From 29f63cf09f0aab612f508f9899c949deeadfcbfd Mon Sep 17 00:00:00 2001
From: Andrea Mistrali <akelge@gmail.com>
Date: Tue, 2 May 2023 16:59:02 +0200
Subject: [PATCH] Docs updated

---
 README.md | 127 ++++++++++++++++++++++++++++++++++++++++++++++++++++++
 1 file changed, 127 insertions(+)

diff --git a/README.md b/README.md
index 814b6af..b1c1c6d 100644
--- a/README.md
+++ b/README.md
@@ -14,7 +14,134 @@ Pulses is a python module to drive LEDs on RPi using PWM (Pulse Width Modulation
 5. `pip install dist/pulses-0.90-py3-none-any.whl`
 
 
+### GPIO and PWM
+For more info on PWM refer to [PWM](https://en.wikipedia.org/wiki/Pulse-width_modulation) and for information on the different GPIO pin you can read [this](https://projects.raspberrypi.org/en/projects/physical-computing/1).
+
+
 ### CLI tool
 
 There is a CLI tool, called `pulses` that you can use to test loops and pulses.
 Run `pulses -h` to read the usage instructions.
+
+### Work model
+
+Each `ledPulse` object has some attributes that define the **pulse**, i.e. the light pattern of the managed LED.

-- Provided data --
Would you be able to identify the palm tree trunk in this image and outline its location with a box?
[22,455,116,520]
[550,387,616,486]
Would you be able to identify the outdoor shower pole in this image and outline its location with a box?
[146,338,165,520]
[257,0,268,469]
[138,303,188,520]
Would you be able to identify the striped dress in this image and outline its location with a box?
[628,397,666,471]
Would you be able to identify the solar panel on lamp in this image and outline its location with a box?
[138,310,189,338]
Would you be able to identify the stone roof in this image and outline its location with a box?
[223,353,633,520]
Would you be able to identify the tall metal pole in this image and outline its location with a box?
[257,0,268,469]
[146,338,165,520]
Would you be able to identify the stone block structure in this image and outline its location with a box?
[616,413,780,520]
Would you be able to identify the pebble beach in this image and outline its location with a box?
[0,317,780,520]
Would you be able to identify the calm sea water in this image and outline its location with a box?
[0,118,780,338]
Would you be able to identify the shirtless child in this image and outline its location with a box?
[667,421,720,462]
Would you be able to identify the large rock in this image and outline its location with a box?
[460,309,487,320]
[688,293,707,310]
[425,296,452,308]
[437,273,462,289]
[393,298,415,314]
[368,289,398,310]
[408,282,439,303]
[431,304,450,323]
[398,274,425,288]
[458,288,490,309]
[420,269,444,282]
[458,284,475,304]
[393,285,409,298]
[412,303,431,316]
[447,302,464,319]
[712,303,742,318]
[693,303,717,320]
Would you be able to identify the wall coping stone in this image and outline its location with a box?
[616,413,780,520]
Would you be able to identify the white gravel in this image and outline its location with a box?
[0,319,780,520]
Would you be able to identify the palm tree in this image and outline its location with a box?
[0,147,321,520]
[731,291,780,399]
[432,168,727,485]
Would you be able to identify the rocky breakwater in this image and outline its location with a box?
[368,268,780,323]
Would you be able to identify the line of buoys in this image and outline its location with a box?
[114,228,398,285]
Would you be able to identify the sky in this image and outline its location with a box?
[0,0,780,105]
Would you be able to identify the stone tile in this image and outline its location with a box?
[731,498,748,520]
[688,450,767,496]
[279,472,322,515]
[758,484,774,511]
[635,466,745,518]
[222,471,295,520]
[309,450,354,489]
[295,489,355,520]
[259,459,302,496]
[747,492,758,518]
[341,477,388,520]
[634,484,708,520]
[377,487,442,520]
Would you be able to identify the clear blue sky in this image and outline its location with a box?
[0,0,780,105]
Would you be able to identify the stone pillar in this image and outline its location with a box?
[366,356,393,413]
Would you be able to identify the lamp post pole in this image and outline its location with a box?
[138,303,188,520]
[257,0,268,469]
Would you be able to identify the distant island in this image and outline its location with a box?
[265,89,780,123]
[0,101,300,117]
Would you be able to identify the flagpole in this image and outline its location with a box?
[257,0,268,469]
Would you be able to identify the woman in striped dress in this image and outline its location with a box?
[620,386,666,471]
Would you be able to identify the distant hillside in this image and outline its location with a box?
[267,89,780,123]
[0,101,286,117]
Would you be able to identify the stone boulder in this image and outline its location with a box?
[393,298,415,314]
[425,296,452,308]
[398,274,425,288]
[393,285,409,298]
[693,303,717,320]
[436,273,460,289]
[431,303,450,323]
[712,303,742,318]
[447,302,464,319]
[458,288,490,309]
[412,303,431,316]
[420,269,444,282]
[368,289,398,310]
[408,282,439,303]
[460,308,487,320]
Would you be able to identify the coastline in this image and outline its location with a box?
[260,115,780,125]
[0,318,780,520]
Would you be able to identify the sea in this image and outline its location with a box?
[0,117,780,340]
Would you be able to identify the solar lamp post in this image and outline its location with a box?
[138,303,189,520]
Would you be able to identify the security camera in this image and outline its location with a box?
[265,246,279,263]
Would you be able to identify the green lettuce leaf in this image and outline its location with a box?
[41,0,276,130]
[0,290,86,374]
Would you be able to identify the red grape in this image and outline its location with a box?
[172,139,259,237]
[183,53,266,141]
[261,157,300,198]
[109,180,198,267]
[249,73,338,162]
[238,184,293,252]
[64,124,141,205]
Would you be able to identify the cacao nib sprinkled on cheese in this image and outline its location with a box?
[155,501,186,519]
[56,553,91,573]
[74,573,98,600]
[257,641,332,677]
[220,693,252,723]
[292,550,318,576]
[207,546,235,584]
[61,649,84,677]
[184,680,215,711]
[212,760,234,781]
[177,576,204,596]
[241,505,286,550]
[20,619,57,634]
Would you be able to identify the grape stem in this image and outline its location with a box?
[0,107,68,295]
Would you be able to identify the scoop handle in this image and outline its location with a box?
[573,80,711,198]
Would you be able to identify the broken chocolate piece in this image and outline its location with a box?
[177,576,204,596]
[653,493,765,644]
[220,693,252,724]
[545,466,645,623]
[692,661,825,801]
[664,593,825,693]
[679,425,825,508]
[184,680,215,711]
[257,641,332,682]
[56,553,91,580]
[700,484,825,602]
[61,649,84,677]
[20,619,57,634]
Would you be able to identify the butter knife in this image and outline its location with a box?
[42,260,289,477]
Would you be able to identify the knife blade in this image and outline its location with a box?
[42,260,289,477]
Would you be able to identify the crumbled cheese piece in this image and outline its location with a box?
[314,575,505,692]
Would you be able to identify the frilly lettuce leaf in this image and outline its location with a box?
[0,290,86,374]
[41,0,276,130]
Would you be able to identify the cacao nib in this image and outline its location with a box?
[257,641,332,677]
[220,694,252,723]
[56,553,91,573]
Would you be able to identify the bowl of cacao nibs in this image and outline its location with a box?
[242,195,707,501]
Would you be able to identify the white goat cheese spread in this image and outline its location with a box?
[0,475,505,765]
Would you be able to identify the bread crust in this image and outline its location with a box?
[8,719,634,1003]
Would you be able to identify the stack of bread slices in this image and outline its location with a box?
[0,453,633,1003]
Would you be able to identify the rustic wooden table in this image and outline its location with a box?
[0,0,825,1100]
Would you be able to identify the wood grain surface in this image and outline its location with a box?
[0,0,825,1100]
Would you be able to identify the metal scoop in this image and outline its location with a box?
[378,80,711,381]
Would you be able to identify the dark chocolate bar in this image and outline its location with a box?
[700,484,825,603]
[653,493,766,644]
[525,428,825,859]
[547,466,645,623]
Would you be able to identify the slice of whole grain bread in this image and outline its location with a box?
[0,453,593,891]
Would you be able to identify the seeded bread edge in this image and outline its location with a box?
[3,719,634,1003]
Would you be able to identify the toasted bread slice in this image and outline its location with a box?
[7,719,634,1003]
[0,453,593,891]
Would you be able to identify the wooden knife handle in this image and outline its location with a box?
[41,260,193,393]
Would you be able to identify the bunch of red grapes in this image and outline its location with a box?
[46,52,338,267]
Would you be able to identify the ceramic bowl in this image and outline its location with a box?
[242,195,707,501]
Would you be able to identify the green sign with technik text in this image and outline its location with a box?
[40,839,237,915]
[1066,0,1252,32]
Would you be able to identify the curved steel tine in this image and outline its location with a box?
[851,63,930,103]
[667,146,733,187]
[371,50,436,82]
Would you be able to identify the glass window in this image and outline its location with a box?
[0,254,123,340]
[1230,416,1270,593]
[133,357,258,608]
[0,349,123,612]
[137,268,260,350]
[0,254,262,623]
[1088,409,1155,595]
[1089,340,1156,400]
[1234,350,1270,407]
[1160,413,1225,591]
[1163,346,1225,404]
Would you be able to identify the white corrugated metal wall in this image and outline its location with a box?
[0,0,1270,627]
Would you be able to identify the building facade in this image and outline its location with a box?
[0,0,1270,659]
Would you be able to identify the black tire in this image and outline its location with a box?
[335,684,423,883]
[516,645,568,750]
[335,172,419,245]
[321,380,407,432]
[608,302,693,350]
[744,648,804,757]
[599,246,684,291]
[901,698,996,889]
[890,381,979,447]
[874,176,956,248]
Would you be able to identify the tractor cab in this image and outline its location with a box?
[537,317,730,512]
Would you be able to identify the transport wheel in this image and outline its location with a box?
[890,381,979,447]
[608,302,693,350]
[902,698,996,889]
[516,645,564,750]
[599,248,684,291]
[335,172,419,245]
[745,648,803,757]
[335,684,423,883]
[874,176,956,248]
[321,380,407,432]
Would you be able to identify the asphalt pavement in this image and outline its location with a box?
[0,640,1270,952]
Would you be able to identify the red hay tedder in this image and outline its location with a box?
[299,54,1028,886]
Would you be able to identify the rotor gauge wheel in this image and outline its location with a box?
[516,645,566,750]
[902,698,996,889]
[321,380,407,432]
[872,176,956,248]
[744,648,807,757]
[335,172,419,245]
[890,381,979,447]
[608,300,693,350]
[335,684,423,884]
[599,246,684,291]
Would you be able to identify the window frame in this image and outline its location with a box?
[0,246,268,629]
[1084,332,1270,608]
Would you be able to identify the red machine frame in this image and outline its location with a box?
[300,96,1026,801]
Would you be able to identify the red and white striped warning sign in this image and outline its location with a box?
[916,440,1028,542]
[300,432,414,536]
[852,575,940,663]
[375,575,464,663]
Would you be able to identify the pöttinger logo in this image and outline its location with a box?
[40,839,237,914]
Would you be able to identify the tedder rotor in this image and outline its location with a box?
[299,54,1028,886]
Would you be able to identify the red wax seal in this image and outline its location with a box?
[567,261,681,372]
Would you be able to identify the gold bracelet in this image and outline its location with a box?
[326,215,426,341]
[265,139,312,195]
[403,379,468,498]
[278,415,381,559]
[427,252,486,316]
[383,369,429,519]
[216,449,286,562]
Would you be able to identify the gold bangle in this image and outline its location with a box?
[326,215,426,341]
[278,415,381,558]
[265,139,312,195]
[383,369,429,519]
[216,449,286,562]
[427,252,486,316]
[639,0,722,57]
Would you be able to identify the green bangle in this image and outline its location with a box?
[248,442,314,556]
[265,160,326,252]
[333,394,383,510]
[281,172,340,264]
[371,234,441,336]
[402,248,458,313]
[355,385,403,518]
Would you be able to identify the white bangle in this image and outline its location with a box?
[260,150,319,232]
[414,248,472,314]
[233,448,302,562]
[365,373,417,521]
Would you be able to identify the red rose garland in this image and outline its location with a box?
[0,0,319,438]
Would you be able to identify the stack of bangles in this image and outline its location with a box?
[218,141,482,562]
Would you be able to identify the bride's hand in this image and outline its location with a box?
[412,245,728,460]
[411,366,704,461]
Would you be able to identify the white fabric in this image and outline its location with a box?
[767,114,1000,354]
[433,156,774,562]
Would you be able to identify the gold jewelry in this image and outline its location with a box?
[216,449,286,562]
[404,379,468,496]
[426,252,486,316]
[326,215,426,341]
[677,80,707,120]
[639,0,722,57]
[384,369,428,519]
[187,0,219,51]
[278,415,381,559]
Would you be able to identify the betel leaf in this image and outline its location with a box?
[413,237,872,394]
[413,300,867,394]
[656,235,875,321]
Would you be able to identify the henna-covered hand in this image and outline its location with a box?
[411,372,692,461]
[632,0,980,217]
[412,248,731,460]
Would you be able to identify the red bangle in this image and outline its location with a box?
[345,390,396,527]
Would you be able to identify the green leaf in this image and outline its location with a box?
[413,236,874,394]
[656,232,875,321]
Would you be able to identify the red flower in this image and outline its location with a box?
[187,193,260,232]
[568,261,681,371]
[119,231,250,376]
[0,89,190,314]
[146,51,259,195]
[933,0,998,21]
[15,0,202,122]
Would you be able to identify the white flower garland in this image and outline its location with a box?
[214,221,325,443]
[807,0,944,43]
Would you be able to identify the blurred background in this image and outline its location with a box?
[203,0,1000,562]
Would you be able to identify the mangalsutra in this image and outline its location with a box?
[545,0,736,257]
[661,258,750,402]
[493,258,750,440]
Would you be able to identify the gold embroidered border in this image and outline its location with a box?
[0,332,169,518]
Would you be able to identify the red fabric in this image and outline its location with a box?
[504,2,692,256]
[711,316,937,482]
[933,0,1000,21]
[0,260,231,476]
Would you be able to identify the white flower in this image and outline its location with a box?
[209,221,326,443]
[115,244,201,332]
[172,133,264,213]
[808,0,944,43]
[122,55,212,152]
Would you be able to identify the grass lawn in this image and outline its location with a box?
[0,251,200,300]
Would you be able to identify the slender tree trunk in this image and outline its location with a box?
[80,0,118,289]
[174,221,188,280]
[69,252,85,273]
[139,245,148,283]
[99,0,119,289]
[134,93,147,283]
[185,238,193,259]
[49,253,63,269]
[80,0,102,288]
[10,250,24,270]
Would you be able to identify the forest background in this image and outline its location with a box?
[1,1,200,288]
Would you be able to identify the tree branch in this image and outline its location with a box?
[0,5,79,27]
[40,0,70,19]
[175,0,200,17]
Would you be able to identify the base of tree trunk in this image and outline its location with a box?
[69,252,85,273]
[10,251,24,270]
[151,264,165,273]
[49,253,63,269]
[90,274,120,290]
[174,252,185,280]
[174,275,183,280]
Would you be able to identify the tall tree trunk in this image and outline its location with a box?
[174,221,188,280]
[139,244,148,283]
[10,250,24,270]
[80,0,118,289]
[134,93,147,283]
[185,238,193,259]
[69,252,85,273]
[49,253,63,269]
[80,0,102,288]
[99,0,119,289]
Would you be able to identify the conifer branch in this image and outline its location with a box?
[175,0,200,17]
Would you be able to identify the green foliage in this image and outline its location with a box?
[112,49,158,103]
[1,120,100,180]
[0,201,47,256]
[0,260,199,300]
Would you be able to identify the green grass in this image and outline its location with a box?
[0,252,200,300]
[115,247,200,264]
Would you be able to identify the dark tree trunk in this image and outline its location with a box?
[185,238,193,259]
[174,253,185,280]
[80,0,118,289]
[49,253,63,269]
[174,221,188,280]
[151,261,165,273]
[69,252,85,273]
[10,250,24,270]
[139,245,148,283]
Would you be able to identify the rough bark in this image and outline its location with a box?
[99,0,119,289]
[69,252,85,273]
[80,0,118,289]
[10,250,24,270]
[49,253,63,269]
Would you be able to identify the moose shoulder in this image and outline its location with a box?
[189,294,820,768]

-- Given instruction A --
In the README patch, what command shows the usage instructions for the `pulses` CLI tool?
-- Given instruction B --
Print the part of the README patch between "From 29f63cf09f0aab612f508f9899c949deeadfcbfd Mon" and "changed, 127 insertions(+)", inclusive.
The records play no part in the work here.

-- Correct output A --
`pulses -h`

-- Correct output B --
From 29f63cf09f0aab612f508f9899c949deeadfcbfd Mon Sep 17 00:00:00 2001
From: Andrea Mistrali <akelge@gmail.com>
Date: Tue, 2 May 2023 16:59:02 +0200
Subject: [PATCH] Docs updated

---
 README.md | 127 ++++++++++++++++++++++++++++++++++++++++++++++++++++++
 1 file changed, 127 insertions(+)